What you have to do
Can you write what comes next in the article below on setting a legal age for marijuana, starting right after its last sentence?

Marijuana isn’t uniquely damaging to teen brains (alcohol can do a number on them as well). But setting a legal age for marijuana is especially tricky because marijuana has an especially large underground market, says Nguyen.

Take certain THC vape brands like “Dank Vapes,” which were directly marketed to teens, and sometimes filled with a thickener called Vitamin E acetate. This is thought to have caused a serious and sometimes deadly lung condition.

Meanwhile, illicit marijuana use in high school seniors has remained steady since 1997, suggesting that teens are using it anyway. A legal age that is too high, pushes teens directly into the black market’s hands, the study explains.

Finding the ideal age – This study suggests that we can use evidence to try to strike a balance between the risk of long term brain issues, and pushing teens towards sketchy purchasing options

Nguyen and his colleagues analyzed survey data from about 20,000 people between ages 21 and 65, taking into certain markers of how their lives turned out in domains like general health, mental health, and educational attainment.

Data for analysis
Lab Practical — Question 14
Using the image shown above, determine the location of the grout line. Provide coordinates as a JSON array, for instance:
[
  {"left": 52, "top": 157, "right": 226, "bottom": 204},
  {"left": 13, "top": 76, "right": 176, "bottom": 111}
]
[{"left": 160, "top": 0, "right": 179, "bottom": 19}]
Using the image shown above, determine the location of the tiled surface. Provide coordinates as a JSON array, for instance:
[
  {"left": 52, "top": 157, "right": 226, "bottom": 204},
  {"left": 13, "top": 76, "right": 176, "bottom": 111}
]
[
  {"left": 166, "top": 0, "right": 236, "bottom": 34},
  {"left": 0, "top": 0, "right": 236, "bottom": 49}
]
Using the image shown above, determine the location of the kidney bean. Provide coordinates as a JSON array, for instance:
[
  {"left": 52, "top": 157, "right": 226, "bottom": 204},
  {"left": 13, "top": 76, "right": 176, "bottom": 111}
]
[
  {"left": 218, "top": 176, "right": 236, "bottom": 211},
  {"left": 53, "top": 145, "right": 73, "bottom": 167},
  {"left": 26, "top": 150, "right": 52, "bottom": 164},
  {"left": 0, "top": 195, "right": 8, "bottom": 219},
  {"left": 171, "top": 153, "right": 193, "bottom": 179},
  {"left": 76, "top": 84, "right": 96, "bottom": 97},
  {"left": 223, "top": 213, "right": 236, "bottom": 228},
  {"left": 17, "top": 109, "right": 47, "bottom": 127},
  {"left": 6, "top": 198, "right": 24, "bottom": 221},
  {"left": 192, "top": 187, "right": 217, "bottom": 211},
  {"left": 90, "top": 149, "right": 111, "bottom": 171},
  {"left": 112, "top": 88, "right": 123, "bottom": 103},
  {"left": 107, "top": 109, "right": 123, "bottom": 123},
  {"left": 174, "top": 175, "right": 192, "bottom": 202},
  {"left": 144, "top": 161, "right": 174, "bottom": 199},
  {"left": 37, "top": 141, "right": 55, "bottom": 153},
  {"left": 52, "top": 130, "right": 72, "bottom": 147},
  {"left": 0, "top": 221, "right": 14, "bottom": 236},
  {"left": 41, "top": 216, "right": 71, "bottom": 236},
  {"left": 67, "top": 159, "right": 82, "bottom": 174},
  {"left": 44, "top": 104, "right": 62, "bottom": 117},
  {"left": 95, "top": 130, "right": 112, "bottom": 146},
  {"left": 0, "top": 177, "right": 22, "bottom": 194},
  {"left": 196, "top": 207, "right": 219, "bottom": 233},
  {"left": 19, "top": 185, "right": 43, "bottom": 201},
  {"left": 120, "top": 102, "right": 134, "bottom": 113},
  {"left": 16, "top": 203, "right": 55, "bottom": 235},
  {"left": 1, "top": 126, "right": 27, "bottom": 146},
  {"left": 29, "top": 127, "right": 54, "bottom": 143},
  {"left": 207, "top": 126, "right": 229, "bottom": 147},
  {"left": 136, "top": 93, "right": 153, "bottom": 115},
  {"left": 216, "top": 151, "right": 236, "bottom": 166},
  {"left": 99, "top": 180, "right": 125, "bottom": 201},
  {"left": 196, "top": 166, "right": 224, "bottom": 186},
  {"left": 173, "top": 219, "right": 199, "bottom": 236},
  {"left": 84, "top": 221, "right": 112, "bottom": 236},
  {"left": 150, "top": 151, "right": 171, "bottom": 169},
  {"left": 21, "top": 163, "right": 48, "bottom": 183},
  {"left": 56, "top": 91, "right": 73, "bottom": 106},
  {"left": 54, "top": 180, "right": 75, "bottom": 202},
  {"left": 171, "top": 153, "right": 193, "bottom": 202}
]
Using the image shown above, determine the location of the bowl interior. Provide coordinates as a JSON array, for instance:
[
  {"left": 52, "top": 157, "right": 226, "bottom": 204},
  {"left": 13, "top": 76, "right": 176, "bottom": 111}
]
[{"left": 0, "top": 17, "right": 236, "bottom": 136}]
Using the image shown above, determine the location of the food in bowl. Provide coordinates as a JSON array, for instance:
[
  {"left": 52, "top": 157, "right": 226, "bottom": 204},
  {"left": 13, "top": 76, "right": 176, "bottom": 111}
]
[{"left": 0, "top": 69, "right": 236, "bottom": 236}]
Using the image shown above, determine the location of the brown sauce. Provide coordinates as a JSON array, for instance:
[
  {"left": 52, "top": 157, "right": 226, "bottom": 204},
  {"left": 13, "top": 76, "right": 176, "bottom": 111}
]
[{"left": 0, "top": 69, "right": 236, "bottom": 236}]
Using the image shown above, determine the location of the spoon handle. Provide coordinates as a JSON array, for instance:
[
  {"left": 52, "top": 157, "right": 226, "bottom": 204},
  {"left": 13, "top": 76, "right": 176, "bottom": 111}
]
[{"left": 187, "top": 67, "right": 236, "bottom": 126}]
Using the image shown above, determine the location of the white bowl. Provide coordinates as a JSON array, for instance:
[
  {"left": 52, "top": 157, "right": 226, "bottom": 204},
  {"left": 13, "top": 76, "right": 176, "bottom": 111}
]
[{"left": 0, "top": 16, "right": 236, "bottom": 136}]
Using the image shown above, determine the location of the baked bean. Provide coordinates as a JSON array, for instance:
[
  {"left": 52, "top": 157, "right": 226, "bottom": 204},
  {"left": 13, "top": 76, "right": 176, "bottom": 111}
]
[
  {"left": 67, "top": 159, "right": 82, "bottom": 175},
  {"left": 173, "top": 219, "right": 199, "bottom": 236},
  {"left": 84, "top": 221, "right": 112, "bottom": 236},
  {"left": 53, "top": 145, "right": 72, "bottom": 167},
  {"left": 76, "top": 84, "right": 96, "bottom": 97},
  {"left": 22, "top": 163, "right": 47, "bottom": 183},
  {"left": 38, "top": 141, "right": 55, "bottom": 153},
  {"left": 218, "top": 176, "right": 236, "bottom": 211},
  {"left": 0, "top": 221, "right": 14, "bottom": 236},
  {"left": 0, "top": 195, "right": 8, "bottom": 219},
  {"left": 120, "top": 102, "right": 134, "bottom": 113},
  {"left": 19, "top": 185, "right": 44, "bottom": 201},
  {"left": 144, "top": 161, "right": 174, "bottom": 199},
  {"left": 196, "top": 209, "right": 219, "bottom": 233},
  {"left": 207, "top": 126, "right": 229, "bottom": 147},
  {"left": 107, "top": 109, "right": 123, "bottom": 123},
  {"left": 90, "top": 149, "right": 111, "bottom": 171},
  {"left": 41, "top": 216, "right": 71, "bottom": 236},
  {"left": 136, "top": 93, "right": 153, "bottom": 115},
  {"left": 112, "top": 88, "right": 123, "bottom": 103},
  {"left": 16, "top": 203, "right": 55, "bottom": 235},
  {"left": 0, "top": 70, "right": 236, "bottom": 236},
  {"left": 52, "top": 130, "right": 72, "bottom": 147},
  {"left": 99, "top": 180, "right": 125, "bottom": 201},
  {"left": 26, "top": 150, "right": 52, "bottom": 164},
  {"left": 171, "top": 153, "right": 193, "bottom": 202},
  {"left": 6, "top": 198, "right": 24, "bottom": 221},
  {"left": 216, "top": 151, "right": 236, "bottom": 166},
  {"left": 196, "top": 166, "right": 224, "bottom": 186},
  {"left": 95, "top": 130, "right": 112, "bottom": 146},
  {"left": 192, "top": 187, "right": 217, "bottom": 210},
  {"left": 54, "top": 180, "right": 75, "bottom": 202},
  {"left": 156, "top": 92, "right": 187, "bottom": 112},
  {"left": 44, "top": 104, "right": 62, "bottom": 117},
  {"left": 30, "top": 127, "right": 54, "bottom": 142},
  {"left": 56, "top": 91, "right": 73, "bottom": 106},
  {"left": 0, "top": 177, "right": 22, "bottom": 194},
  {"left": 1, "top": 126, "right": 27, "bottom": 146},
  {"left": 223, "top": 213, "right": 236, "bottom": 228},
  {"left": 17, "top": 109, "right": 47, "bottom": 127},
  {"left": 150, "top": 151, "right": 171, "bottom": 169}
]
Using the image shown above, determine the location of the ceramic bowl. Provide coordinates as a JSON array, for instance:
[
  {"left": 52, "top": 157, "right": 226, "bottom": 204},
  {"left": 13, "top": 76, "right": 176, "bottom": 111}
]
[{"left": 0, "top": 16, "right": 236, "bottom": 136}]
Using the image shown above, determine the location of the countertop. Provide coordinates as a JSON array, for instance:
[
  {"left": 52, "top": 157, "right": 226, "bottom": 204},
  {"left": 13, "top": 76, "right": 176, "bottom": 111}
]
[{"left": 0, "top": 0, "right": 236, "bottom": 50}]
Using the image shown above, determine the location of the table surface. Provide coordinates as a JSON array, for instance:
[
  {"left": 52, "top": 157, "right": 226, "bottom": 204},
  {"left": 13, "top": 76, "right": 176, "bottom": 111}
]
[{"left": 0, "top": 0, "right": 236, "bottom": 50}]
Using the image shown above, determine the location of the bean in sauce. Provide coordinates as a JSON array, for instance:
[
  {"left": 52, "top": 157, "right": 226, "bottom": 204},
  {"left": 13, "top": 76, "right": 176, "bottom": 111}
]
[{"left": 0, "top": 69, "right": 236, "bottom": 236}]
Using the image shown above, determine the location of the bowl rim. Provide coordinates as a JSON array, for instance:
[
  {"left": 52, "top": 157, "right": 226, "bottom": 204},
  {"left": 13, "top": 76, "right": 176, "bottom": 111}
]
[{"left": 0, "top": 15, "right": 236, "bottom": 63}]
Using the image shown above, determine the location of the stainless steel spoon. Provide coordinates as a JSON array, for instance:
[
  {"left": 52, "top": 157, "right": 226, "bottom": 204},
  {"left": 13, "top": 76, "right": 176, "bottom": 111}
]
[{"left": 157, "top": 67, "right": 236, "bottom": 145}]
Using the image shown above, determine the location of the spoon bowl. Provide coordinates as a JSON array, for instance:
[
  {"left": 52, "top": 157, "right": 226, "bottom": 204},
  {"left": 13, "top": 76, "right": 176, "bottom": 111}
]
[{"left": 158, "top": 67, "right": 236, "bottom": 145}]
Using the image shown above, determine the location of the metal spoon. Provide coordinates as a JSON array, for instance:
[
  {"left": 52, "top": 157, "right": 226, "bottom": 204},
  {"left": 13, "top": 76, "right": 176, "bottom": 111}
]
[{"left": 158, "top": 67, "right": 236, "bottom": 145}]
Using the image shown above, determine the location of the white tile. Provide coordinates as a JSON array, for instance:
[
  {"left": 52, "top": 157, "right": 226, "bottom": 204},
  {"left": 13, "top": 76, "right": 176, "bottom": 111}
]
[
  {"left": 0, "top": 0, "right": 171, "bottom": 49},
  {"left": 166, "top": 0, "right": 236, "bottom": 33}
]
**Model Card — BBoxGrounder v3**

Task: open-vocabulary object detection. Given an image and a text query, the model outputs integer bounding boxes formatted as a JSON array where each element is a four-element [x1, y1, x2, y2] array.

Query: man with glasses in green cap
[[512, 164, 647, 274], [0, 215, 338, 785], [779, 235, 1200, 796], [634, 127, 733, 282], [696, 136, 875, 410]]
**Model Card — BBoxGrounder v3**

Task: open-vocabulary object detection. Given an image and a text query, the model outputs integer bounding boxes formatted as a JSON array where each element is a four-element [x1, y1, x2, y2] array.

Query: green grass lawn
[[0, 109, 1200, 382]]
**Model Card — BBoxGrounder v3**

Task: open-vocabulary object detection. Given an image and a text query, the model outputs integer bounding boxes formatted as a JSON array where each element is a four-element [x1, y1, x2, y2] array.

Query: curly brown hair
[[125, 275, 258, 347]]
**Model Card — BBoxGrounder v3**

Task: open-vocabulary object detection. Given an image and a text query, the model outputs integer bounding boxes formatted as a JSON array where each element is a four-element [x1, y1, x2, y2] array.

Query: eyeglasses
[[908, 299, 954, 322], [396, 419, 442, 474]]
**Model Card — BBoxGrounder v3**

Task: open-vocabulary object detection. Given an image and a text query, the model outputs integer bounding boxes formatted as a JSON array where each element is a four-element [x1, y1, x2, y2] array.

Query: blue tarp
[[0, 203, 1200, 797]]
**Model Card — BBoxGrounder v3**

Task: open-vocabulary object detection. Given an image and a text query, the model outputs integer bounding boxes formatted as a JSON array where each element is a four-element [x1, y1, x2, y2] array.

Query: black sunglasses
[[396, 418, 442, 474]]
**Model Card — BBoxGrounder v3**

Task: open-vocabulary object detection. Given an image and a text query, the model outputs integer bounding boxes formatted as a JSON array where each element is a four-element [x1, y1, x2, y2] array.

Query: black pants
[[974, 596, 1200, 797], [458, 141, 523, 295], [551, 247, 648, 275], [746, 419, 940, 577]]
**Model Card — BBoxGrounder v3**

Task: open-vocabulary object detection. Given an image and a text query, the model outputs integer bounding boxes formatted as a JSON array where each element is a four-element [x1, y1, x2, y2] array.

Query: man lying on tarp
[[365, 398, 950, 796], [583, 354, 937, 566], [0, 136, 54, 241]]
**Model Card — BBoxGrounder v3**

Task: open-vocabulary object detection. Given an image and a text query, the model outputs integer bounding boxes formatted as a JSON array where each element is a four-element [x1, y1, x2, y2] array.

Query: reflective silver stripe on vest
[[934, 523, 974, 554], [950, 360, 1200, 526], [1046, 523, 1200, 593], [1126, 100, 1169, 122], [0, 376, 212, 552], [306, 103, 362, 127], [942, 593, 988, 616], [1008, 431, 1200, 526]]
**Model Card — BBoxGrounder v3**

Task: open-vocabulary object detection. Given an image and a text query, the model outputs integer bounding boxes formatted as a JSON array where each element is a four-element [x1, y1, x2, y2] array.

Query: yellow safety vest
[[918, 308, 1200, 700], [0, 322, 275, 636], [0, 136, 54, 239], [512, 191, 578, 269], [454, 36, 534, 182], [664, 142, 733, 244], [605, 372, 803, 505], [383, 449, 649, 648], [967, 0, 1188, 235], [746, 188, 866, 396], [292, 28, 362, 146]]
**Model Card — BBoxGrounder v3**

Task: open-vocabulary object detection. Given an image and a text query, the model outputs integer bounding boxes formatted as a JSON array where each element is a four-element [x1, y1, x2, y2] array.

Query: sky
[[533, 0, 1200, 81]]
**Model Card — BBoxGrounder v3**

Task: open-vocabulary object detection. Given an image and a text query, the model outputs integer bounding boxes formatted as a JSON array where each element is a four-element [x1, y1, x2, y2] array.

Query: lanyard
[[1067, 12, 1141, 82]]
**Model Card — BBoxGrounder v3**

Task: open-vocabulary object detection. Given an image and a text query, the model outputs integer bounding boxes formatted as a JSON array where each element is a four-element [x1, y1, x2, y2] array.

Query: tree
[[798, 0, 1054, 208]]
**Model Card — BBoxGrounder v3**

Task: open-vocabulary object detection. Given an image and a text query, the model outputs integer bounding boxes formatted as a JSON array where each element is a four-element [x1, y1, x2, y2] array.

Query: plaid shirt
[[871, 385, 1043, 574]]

Final answer
They found that, if you consider each long-term outcome like education or mental health in isolation, you actually get different ideal legal cannabis ages. Respondents reported better health if they started smoking weed after age 18. But they reported better mental health if they started after age 19 — compared to if they started a year earlier.

Finally, people who started smoking after age 21 tended to have more years of education than those who started earlier, a trend the scientists suggest that smoking earlier could be linked to dropout rates (but they can’t prove that in this paper).

The scientists settled on 19 because there were no significant differences in health outcomes between those who started smoking marijuana at 19 and those who started at 21. Their educational attainment differences were significant, but when weighed against the rest of the measures, 19 still appeared to be the best compromise.

Importantly, this study can’t prove causality, and it doesn’t change the fact that marijuana may still have neurobiological effects on the brain of a 19-year-old.

The years between 18 and 21 are still crucial for brain development — the brain doesn’t finish developing until about age 25. Because of that, the difference between 19 and 21 may be insignificant when it comes to life outcomes, but it may not be when it comes to cognitive skills. This study was not designed to asses those skills.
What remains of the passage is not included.